Pointing records:
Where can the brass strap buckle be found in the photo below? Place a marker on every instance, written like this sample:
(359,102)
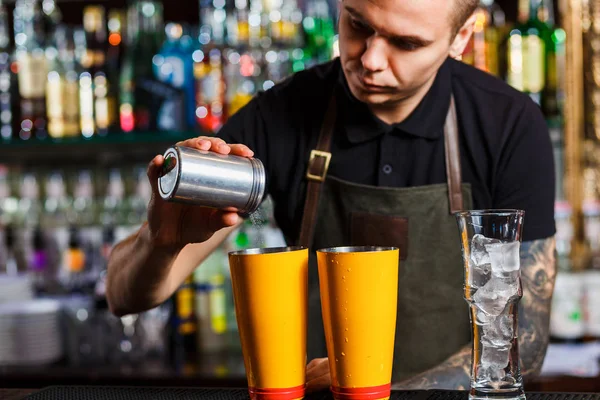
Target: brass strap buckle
(313,155)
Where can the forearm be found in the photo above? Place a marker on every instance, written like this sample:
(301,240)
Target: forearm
(538,273)
(142,275)
(138,274)
(454,373)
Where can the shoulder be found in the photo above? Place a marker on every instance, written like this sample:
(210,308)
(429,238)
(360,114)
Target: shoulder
(484,92)
(496,110)
(304,88)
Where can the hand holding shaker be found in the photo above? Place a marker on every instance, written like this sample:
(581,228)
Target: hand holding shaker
(208,179)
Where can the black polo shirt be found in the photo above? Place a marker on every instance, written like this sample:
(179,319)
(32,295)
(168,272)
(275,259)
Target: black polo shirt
(505,147)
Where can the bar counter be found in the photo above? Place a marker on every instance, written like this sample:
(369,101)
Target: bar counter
(133,393)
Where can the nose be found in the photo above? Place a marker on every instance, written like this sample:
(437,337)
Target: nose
(374,59)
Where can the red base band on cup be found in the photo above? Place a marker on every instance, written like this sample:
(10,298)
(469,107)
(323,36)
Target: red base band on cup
(277,393)
(364,393)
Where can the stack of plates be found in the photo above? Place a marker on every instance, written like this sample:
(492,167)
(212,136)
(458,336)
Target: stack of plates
(30,332)
(15,288)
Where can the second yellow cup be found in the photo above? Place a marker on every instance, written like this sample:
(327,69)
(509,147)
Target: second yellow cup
(359,297)
(270,295)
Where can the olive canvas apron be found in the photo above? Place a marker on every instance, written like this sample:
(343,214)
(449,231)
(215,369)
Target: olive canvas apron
(432,319)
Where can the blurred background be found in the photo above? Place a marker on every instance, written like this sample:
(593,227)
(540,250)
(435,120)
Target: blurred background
(90,91)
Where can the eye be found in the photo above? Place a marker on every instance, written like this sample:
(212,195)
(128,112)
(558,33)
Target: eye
(405,45)
(359,26)
(401,44)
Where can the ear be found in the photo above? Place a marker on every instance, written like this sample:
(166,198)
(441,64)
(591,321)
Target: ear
(457,47)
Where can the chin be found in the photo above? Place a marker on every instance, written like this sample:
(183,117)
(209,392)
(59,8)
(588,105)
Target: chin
(370,97)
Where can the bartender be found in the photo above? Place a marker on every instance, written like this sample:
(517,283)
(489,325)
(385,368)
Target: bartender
(379,147)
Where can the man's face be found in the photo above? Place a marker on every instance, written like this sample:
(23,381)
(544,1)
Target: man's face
(389,49)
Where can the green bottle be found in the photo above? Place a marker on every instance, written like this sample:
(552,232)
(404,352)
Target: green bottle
(528,44)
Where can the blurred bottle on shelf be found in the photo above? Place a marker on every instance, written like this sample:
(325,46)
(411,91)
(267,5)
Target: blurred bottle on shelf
(319,29)
(6,78)
(528,45)
(183,325)
(486,48)
(62,87)
(32,68)
(210,303)
(210,96)
(174,65)
(145,27)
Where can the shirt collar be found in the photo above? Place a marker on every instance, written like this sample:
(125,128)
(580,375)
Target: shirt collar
(426,121)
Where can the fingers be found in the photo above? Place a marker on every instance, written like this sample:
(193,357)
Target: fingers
(317,363)
(217,145)
(317,375)
(153,171)
(219,219)
(241,150)
(318,384)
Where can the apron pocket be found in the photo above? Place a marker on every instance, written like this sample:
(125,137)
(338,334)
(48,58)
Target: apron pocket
(379,230)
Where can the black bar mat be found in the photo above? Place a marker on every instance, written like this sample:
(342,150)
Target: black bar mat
(143,393)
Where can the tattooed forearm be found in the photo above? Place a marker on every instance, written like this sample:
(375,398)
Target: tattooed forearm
(538,272)
(454,373)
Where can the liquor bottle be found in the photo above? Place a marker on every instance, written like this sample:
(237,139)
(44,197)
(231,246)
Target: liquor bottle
(29,209)
(484,49)
(39,262)
(291,17)
(74,261)
(527,47)
(241,31)
(32,69)
(83,210)
(94,19)
(51,20)
(210,91)
(319,29)
(114,60)
(238,71)
(113,211)
(56,203)
(555,52)
(145,27)
(183,327)
(6,116)
(174,65)
(62,90)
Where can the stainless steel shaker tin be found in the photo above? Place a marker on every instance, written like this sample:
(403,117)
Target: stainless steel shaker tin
(214,180)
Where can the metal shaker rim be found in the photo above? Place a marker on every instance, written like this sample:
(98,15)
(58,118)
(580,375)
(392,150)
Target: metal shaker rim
(171,177)
(171,171)
(258,187)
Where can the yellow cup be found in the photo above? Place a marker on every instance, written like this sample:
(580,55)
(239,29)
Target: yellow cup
(270,295)
(359,298)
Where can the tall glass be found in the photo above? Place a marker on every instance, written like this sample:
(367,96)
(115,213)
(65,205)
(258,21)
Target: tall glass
(359,298)
(270,296)
(491,241)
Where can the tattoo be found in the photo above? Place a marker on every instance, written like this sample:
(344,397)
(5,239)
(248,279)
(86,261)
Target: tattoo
(454,373)
(538,272)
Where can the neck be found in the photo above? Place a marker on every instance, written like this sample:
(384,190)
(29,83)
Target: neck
(399,110)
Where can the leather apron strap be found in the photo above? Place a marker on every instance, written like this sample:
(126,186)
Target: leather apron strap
(453,171)
(320,159)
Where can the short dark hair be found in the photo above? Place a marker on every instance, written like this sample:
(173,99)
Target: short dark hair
(463,9)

### Work to complete
Write the entries above out in full, exactly, with no images.

### Task answer
Where can the brass strap buckle be found in the photo below? Place a marker on every instance, written like this sample:
(359,102)
Target: brass strap buckle
(313,155)
Where can the forearm be found in the photo above? Place a marker on every instance, written like this sample:
(301,240)
Target: forearm
(538,273)
(142,275)
(138,274)
(454,373)
Where can the shoulder be found in the photo above? Place a marker on every instance, written like this sample:
(210,308)
(429,238)
(360,114)
Target: shoulder
(484,92)
(496,110)
(304,88)
Where can the hand holding shaker be found in the photo above? Place a marker on every instance, written like this sample:
(581,228)
Target: hand holding shaker
(208,179)
Where can the black polo shirt be found in the photo above? Place a marker on every instance, written like this sample:
(179,319)
(32,295)
(168,272)
(275,259)
Target: black polo shirt
(505,147)
Where can the bar counter be found in the photo above? Place a marker on every instance, written like this sample:
(369,101)
Target: bar counter
(133,393)
Where can the nose be found in the photo above? Place a marker on every instance, written like this sample:
(437,337)
Target: nose
(374,59)
Where can the red base band on cup be found in the photo above? Place a marker on every instance, written like this sample:
(10,298)
(469,107)
(323,36)
Target: red base band on cup
(277,393)
(364,393)
Where can the stack of plates be found in the photo above? Place a marker on every instance, written like this sample:
(492,167)
(212,136)
(458,336)
Target: stack of plates
(30,332)
(15,288)
Where can the second yellow cup be found in the photo above? Place a marker on every instance, written like this sample:
(327,69)
(509,147)
Target: second yellow cup
(359,297)
(270,295)
Where can the olive canvas apron be found in the photo above? Place a marker on every instance, written like this sample:
(343,214)
(449,231)
(215,369)
Target: olive canvas apron
(432,319)
Where can the blurred background be found in the photo above? Place a marker on every instance, written like this sample:
(593,227)
(540,250)
(435,120)
Target: blurred background
(90,91)
Where can the eye be found in the photo above? Place a marker on every instance, written like this sample:
(212,195)
(128,112)
(558,33)
Target: eye
(405,45)
(359,26)
(401,44)
Where can the ear be found in the photo above? Place a marker on every instance, written like this sample:
(166,198)
(441,64)
(591,321)
Target: ear
(457,47)
Where can the chin be found in the photo above? Place a marker on every instance, written like this sample:
(183,117)
(209,392)
(59,8)
(588,105)
Target: chin
(370,97)
Where can the bartender be found in the photo above? Place a marker on every instance, written like this sample:
(517,283)
(489,325)
(385,368)
Target: bartender
(379,147)
Where can the man's face be found in the photo above? Place a marker on every instance, written like this sample:
(23,381)
(544,1)
Target: man's face
(389,49)
Where can the green bottle be found in the photo above? Place a marker on every instance, written like this sample:
(552,232)
(404,352)
Target: green bottle
(528,44)
Where can the blurred bottle on shelf be found in the photo above? Place a marker on every instance, written like this sample:
(325,46)
(411,91)
(267,5)
Target: blurred bottle on shelf
(319,29)
(6,78)
(528,45)
(183,325)
(486,48)
(62,87)
(32,68)
(210,303)
(210,96)
(174,65)
(145,27)
Where can the shirt collar be found in the photo above? Place a marker on every instance, written like this sample:
(125,128)
(580,375)
Target: shirt collar
(426,121)
Where can the fingers be found in the photo above? Place a marker on every instance, written like this sample:
(193,357)
Target: fingers
(317,363)
(217,145)
(317,375)
(153,171)
(219,219)
(241,150)
(318,384)
Where can the apron pocket be found in the photo above? Place a marker on every instance, written like this sample:
(125,137)
(338,334)
(48,58)
Target: apron pocket
(379,230)
Where can the black bar mat be found in the photo above? Place a marker on every instance, written like this sample:
(342,150)
Target: black bar mat
(143,393)
Where can the tattooed forearm be found in the photo above? Place a marker on every instance, written like this sample:
(375,398)
Target: tattooed forearm
(538,272)
(454,373)
Where can the liquor bottle be found in the photo above? Place a marker on every instance, written like this sample:
(237,139)
(44,197)
(231,246)
Target: liquor bottle
(29,209)
(484,49)
(39,262)
(291,17)
(74,261)
(527,47)
(241,31)
(32,69)
(83,210)
(94,19)
(51,20)
(210,91)
(319,29)
(114,60)
(238,71)
(113,211)
(56,203)
(555,52)
(145,27)
(183,327)
(6,116)
(174,65)
(62,90)
Where can the stainless steel shaker tin be found in the photo above? Place a marker on every instance, written like this sample:
(403,117)
Target: stainless steel shaker tin
(214,180)
Where can the metal shaker rim be found in the photo above? Place a marker on every instance, written like this sample:
(98,15)
(58,118)
(580,375)
(392,150)
Target: metal shaker rim
(171,177)
(171,171)
(258,187)
Where can the yellow cup be found in the photo above? Place a marker on every instance, written like this sample:
(580,55)
(239,29)
Target: yellow cup
(270,295)
(359,298)
Where can the tall glass be found in the photo above? Place a marker on every instance, written like this sample:
(367,96)
(115,213)
(65,205)
(258,21)
Target: tall glass
(359,298)
(270,296)
(491,241)
Where can the tattoo be found in the photo above? Place a marker on every instance, written like this sample:
(344,397)
(5,239)
(248,279)
(86,261)
Target: tattoo
(454,373)
(538,272)
Where can the neck be found in the photo above? Place a marker on every instance, written like this sample:
(384,190)
(29,83)
Target: neck
(399,110)
Where can the leather apron strap be found in the photo above? Place a marker on every instance, written like this sample:
(126,186)
Target: leather apron strap
(453,171)
(320,159)
Where can the short dark hair be found in the photo above? Place a marker on every instance, written like this sample:
(173,99)
Target: short dark hair
(463,9)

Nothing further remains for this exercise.